■ YOUR GOAL: Exactly reproduce each entry, leaving out nothing.

--- Start RECORD LIST ---

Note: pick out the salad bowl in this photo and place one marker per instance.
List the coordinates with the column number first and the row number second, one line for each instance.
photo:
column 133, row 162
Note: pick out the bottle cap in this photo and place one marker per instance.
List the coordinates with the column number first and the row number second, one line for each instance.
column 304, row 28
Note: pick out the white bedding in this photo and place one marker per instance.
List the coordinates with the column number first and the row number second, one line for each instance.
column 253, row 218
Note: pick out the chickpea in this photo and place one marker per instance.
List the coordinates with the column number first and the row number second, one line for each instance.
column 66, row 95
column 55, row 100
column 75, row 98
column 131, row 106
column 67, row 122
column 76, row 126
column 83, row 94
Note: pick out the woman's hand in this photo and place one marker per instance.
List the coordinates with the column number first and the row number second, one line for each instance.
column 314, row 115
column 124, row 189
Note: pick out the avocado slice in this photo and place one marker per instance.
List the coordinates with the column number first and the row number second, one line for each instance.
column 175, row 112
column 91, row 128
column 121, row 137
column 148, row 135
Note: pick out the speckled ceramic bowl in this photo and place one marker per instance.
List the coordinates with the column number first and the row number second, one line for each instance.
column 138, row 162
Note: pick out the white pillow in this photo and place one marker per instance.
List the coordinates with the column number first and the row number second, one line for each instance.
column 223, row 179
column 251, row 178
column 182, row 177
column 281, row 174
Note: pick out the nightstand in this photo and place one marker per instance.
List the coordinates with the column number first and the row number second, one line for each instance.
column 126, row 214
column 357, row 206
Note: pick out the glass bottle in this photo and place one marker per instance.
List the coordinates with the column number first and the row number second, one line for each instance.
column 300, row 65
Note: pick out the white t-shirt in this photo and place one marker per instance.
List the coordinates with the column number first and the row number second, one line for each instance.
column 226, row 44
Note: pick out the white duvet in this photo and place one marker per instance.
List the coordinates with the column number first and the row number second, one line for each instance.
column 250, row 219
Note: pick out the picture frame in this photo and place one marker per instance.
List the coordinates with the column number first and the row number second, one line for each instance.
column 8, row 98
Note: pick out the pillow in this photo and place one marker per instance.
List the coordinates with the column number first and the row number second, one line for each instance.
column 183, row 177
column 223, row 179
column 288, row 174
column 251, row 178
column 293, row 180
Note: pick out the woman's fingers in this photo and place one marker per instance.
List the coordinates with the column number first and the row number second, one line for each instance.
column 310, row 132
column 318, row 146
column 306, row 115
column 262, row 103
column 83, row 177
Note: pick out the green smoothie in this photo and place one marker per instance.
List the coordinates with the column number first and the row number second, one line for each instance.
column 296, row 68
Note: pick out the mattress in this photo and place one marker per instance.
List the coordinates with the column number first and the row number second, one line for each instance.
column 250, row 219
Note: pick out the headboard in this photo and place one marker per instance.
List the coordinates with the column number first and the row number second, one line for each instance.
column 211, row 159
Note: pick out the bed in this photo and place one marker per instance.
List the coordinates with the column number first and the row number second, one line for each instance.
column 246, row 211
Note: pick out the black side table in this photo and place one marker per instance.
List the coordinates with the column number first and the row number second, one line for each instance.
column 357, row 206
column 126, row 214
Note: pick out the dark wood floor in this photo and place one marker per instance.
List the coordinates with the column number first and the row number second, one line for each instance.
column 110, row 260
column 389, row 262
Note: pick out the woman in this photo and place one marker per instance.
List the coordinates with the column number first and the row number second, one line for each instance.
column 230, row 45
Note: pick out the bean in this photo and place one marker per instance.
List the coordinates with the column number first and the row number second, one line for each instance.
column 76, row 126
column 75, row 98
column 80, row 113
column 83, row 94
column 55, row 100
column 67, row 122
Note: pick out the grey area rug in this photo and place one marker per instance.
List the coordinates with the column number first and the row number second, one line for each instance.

--- End RECORD LIST ---

■ PROBLEM SOLUTION:
Note: pick out the salad bowl in this photo and place one marker per instance.
List the coordinates with the column number first and the row number second, one line for each instance.
photo:
column 133, row 162
Note: pick out the bottle cap in this photo and place one marker per instance.
List the coordinates with the column number first and the row number second, one line for each instance.
column 304, row 28
Note: pick out the white bedding in this photo and place one marker per instance.
List the coordinates with the column number first and the row number second, one line for each instance.
column 253, row 218
Note: pick out the chickpea in this photo and place one marker per instance.
List the coordinates with the column number first and the row number second, one line for each instance.
column 66, row 95
column 55, row 100
column 75, row 98
column 131, row 106
column 67, row 122
column 76, row 126
column 83, row 94
Note: pick out the woman's hand in this photo and place one marker per instance.
List the coordinates with the column number first and the row number second, one line for each instance.
column 314, row 115
column 124, row 189
Note: pick out the avocado slice in this photo and place one marker per instance.
List the coordinates with the column number first and the row number second, one line for each instance.
column 175, row 112
column 91, row 128
column 121, row 137
column 148, row 135
Note: pick out the speckled ceramic bowl in this photo and place one marker per instance.
List the coordinates with the column number first and the row number second, one line for each instance.
column 138, row 162
Note: pick out the white pillow in this photo and place one marker per instance.
List the coordinates with the column number first and the row number second, one line for each instance.
column 223, row 179
column 251, row 178
column 182, row 177
column 281, row 174
Note: pick out the nightstand in this photo and place one marker per instance.
List the coordinates with the column number first and the row number second, one line for each instance.
column 126, row 214
column 357, row 206
Note: pick out the glass bottle in this photo and place one marker per instance.
List the coordinates with the column number first and the row number second, one line for each instance.
column 300, row 65
Note: pick out the white t-shirt in this photo and place one marker per instance.
List the coordinates with the column number first and the row number second, one line for each instance.
column 226, row 44
Note: pick out the white duvet in this photo and place one marker per instance.
List the coordinates with the column number first and the row number second, one line for each instance.
column 250, row 219
Note: pick out the picture frame in this photo and place one marker per instance.
List the coordinates with the column number first and the row number second, one line for each instance.
column 8, row 98
Note: pick out the pillow in this photo and place one marker per instance.
List the coordinates with the column number first and the row number second, one line for each instance.
column 183, row 177
column 223, row 179
column 288, row 174
column 251, row 178
column 293, row 180
Note: pick out the woman's fingers in this photo and place one marker per instance.
List the coordinates with the column number first and the row number second, one line for each instance.
column 310, row 132
column 318, row 146
column 306, row 115
column 262, row 103
column 83, row 177
Note: pick out the green smoothie in this photo and place one marker per instance.
List the coordinates with the column number first and the row number second, one line for each instance.
column 296, row 68
Note: pick out the mattress in this photo and place one marker per instance.
List the coordinates with the column number first and the row number second, one line for each instance.
column 250, row 219
Note: pick out the headboard in this photo and place one marker per instance.
List the coordinates with the column number first and the row number second, one line for each instance.
column 211, row 159
Note: pick out the bed in this photo and place one marker per instance.
List the coordinates with the column number first and the row number second, one line for each instance.
column 246, row 211
Note: pick out the black side table in this photo and place one marker per instance.
List the coordinates with the column number first and the row number second, one line for each instance.
column 357, row 206
column 126, row 214
Note: pick out the dark wood floor in this photo and place one marker per instance.
List the coordinates with the column number first and the row number second, one line for each instance.
column 110, row 260
column 389, row 262
Note: pick out the woman in this photo and place one marker per instance.
List the coordinates with the column number first and the row number second, one line for each instance.
column 230, row 45
Note: pick out the bean in this photo and place one marker per instance.
List the coordinates with the column number first and the row number second, one line for each instance.
column 76, row 126
column 75, row 98
column 80, row 113
column 83, row 94
column 55, row 100
column 67, row 122
Note: pick out the grey area rug in this photo and place one marker per instance.
List the coordinates with the column number first and the row number second, one line for each instance.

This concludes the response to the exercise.